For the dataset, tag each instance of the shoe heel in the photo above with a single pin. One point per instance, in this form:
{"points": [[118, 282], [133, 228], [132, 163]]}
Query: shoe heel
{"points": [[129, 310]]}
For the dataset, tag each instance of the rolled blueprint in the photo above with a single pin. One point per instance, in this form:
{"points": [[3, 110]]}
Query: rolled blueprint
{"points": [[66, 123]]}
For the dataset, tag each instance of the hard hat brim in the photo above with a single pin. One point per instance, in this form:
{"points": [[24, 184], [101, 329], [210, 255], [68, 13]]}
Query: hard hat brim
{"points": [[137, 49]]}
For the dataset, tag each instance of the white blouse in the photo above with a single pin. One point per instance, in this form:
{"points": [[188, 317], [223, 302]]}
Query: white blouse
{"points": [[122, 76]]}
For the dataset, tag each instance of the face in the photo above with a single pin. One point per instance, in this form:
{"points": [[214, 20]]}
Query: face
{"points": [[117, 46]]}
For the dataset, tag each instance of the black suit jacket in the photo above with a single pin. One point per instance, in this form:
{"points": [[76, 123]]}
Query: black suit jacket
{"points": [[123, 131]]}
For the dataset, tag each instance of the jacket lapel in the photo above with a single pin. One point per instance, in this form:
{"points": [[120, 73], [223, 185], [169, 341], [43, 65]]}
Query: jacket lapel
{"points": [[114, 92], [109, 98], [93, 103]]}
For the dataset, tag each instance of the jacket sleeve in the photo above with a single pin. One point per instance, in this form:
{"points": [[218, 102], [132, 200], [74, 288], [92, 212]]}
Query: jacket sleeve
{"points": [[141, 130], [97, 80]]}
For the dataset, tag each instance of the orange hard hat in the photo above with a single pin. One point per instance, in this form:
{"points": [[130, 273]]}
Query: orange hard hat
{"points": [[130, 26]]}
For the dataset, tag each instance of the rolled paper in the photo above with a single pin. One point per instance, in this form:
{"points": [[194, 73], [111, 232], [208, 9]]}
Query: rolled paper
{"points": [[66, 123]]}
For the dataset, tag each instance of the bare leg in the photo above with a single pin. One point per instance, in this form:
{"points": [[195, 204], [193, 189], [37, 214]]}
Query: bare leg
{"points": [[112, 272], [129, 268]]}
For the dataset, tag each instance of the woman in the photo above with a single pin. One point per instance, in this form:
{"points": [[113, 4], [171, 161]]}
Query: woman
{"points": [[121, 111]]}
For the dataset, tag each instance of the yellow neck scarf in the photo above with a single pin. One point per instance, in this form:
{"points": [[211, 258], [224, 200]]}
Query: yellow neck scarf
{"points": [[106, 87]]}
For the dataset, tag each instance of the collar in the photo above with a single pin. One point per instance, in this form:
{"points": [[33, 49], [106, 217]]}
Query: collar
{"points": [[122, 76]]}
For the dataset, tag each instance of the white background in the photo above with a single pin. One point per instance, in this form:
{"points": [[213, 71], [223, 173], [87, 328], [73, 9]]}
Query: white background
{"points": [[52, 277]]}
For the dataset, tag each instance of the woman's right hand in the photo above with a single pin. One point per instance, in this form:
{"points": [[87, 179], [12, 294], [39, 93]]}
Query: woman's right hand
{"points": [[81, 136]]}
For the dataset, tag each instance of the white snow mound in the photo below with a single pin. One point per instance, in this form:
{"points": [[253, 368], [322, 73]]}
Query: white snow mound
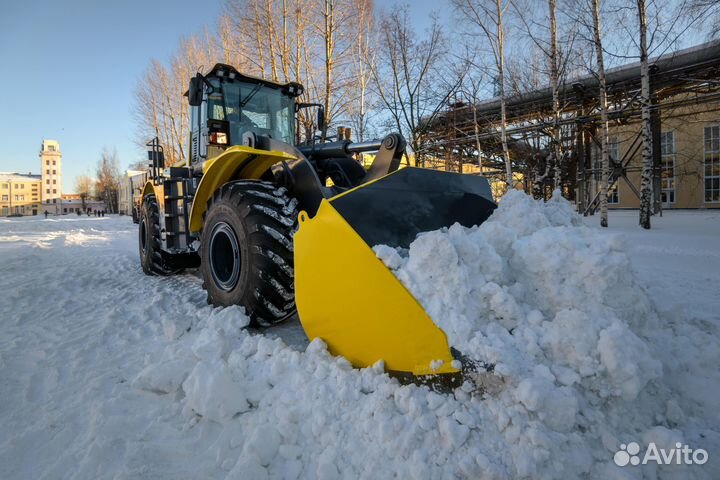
{"points": [[549, 303]]}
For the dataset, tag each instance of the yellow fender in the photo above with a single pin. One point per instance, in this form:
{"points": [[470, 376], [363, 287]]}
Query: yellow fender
{"points": [[347, 297], [238, 162]]}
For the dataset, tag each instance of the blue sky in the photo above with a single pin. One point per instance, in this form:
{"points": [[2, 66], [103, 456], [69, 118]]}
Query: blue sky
{"points": [[68, 71]]}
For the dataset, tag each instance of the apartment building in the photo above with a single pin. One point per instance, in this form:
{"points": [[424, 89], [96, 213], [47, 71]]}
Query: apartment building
{"points": [[19, 194]]}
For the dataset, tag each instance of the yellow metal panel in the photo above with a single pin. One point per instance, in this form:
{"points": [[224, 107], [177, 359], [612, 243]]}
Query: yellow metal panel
{"points": [[346, 296], [237, 162]]}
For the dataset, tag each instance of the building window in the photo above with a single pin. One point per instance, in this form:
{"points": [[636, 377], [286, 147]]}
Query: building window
{"points": [[614, 157], [667, 167], [712, 164]]}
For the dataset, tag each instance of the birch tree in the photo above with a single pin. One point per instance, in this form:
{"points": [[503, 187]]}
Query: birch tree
{"points": [[646, 187], [487, 16], [603, 104], [407, 78]]}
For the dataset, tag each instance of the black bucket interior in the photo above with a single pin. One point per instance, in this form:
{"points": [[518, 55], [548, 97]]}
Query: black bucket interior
{"points": [[393, 210]]}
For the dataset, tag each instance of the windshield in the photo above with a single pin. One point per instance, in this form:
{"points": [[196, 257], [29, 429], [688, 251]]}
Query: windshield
{"points": [[252, 108]]}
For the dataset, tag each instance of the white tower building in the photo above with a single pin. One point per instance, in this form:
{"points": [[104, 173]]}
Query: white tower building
{"points": [[51, 188]]}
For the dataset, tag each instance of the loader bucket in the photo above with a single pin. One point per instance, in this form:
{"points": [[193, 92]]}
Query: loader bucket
{"points": [[346, 296]]}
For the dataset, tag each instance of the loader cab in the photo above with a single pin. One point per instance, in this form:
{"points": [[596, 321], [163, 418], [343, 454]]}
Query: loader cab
{"points": [[228, 108]]}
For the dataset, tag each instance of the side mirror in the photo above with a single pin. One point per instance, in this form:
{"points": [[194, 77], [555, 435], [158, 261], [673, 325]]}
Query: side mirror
{"points": [[195, 91], [321, 119]]}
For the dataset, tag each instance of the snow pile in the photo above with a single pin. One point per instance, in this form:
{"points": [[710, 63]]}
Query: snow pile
{"points": [[538, 295], [553, 307]]}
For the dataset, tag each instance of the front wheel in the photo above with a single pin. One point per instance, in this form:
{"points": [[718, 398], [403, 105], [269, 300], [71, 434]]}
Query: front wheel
{"points": [[246, 250]]}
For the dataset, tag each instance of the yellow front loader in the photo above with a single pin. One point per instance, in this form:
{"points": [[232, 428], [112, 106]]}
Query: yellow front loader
{"points": [[280, 226]]}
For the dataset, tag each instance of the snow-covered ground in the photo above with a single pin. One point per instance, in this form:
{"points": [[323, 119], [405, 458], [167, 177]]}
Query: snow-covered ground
{"points": [[599, 338]]}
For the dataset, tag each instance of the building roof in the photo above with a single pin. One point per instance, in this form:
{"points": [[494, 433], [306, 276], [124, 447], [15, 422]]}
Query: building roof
{"points": [[18, 177]]}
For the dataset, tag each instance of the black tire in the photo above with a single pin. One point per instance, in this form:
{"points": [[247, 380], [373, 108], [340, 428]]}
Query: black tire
{"points": [[151, 257], [246, 250]]}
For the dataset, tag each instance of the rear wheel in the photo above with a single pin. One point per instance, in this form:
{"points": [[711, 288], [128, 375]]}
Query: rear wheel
{"points": [[151, 257], [246, 250]]}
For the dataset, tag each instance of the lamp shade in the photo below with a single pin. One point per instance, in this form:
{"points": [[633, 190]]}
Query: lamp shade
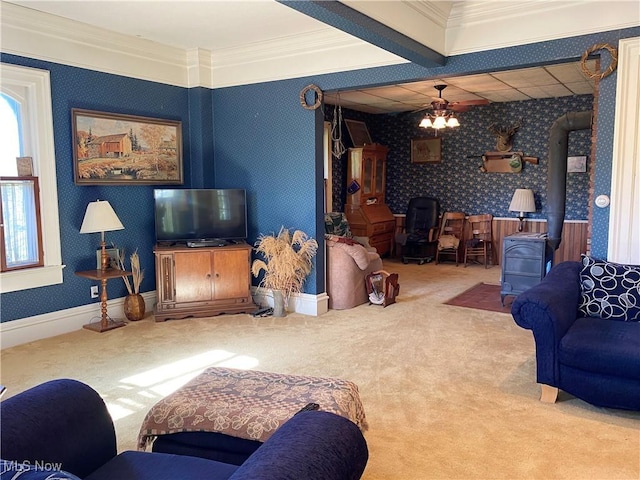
{"points": [[100, 217], [522, 201]]}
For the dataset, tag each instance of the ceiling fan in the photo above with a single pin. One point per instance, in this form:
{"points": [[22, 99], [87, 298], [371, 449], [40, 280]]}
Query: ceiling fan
{"points": [[440, 104]]}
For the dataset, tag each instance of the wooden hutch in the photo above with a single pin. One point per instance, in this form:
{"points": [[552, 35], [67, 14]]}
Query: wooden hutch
{"points": [[366, 211]]}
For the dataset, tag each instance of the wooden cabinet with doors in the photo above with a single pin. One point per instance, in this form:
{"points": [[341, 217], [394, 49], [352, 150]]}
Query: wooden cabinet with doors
{"points": [[202, 282], [366, 210]]}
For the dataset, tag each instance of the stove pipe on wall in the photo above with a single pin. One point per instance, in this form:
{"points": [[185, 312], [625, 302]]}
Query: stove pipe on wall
{"points": [[557, 173]]}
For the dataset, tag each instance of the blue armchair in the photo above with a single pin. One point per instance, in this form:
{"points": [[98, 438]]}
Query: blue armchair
{"points": [[64, 424], [594, 359]]}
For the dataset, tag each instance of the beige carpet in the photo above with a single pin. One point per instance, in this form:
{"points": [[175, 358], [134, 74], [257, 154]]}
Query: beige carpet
{"points": [[449, 392]]}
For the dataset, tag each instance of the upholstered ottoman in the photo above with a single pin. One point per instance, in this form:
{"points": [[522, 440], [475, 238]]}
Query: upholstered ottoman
{"points": [[226, 414]]}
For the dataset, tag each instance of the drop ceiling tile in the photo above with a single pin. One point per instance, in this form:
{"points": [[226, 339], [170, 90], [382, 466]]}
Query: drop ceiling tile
{"points": [[580, 88], [571, 72], [482, 82], [547, 91], [505, 96], [526, 78]]}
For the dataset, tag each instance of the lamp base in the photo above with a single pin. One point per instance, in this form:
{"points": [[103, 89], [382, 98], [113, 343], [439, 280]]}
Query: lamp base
{"points": [[98, 327]]}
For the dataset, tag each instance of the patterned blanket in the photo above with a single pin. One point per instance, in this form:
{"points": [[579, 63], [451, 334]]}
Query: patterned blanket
{"points": [[247, 404]]}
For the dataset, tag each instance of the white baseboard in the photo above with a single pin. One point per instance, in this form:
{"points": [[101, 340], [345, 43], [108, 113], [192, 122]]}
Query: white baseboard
{"points": [[298, 302], [30, 329]]}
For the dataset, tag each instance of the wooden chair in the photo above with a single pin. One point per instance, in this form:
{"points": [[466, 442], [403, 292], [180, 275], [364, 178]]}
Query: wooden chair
{"points": [[480, 241], [451, 233]]}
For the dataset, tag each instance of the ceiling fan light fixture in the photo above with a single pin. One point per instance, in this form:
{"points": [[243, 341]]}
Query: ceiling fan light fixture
{"points": [[439, 122], [453, 122], [426, 122]]}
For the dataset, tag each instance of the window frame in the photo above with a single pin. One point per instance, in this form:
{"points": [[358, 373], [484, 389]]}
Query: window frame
{"points": [[40, 146], [38, 230]]}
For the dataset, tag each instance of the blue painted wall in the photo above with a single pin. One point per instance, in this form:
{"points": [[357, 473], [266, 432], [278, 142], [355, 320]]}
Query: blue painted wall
{"points": [[80, 88], [263, 140], [457, 181]]}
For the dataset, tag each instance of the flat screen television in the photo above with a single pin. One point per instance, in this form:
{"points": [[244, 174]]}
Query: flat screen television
{"points": [[200, 215]]}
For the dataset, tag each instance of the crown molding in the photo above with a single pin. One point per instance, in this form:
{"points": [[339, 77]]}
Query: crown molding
{"points": [[30, 33], [530, 21], [315, 53], [34, 34]]}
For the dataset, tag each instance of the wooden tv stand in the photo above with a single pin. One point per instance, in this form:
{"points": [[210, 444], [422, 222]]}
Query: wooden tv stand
{"points": [[203, 281]]}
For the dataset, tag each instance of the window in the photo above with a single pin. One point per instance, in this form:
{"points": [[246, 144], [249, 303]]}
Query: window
{"points": [[31, 233]]}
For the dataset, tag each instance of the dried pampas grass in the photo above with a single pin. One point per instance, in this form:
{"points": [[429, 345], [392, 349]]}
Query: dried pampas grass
{"points": [[286, 260], [137, 274]]}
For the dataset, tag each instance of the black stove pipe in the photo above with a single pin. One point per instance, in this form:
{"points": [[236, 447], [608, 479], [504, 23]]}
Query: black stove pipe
{"points": [[557, 173]]}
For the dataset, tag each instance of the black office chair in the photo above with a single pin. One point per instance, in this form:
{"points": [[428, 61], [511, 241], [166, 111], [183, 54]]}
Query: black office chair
{"points": [[421, 230]]}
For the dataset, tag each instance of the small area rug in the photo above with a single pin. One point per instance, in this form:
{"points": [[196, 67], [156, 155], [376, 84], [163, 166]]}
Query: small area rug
{"points": [[483, 296]]}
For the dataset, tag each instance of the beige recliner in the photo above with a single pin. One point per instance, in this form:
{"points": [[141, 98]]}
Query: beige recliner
{"points": [[348, 263]]}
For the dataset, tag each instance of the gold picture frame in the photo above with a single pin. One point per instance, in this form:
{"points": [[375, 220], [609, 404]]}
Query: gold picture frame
{"points": [[117, 149], [426, 150], [113, 258]]}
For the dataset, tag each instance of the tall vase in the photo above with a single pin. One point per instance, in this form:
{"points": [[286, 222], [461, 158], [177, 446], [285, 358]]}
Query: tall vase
{"points": [[134, 307], [278, 304]]}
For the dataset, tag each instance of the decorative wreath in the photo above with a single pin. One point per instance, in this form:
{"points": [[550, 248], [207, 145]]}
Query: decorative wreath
{"points": [[599, 46], [303, 99]]}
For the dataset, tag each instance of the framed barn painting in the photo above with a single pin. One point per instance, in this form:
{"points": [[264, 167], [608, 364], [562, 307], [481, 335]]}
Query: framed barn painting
{"points": [[115, 149], [426, 150]]}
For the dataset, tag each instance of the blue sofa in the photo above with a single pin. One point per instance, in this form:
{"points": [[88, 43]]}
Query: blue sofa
{"points": [[595, 359], [65, 424]]}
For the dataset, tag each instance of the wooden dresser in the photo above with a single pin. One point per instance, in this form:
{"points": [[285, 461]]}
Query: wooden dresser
{"points": [[202, 282], [366, 211]]}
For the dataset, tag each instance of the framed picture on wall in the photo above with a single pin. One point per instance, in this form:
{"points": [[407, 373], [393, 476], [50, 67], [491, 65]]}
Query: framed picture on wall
{"points": [[426, 150], [358, 132], [117, 149]]}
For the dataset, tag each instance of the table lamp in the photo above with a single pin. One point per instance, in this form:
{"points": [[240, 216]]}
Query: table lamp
{"points": [[100, 217], [522, 202]]}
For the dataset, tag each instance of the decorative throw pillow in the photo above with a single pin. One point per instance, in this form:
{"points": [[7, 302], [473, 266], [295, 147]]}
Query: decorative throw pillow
{"points": [[609, 290]]}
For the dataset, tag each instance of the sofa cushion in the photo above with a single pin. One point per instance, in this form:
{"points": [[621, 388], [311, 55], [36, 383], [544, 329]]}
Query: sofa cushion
{"points": [[602, 346], [11, 470], [161, 466], [609, 290]]}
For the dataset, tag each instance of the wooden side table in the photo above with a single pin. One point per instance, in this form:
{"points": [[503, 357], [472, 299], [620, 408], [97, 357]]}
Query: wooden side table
{"points": [[105, 323]]}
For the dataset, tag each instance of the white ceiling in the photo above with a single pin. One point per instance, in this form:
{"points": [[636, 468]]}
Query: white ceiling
{"points": [[236, 32]]}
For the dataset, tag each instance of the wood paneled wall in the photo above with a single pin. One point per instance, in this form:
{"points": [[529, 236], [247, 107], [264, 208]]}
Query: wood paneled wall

- **YOUR OBJECTIVE**
Write out the lines above, starting at the line that contains "For the dataset, tag each instance of the table" and ending with the final line, and nothing else; copy them exactly.

- **TASK RESPONSE**
For the dataset, tag each instance of the table lamp in the photo above with a single pin. One point per instance, in this form:
{"points": [[240, 216]]}
Query: table lamp
{"points": [[100, 217], [522, 202]]}
For the dataset, tag each instance of the decorative throw pillow in the photo above with a single pin. One point per instance, in this form:
{"points": [[7, 302], [473, 266], [295, 147]]}
Query: decorative throw pillow
{"points": [[609, 290]]}
For the dataset, tag each instance of the sofa cushion in the photo above with a single pin. One point per instance, in this form:
{"points": [[621, 388], [311, 55], [36, 383], [544, 329]]}
Query: sofa cushion
{"points": [[602, 346], [11, 470], [161, 466], [609, 290]]}
For the dataset, tag each instance of the wooden side table in the photo above with a single pin. One point per instance, in this form:
{"points": [[503, 357], [472, 299], [620, 408], [97, 357]]}
Query: wooden side table
{"points": [[105, 323]]}
For the dataset, tag each instance of the white ceiling in the photo above with a single pin. One point per instance, in this form:
{"points": [[636, 468]]}
Query: white ceiling
{"points": [[236, 32]]}
For the dataset, tag each instance of the wood paneled wall in the photo above with a single pin. One point per instance, in this form:
{"points": [[529, 236], [247, 107], [264, 208]]}
Query: wood paneled wall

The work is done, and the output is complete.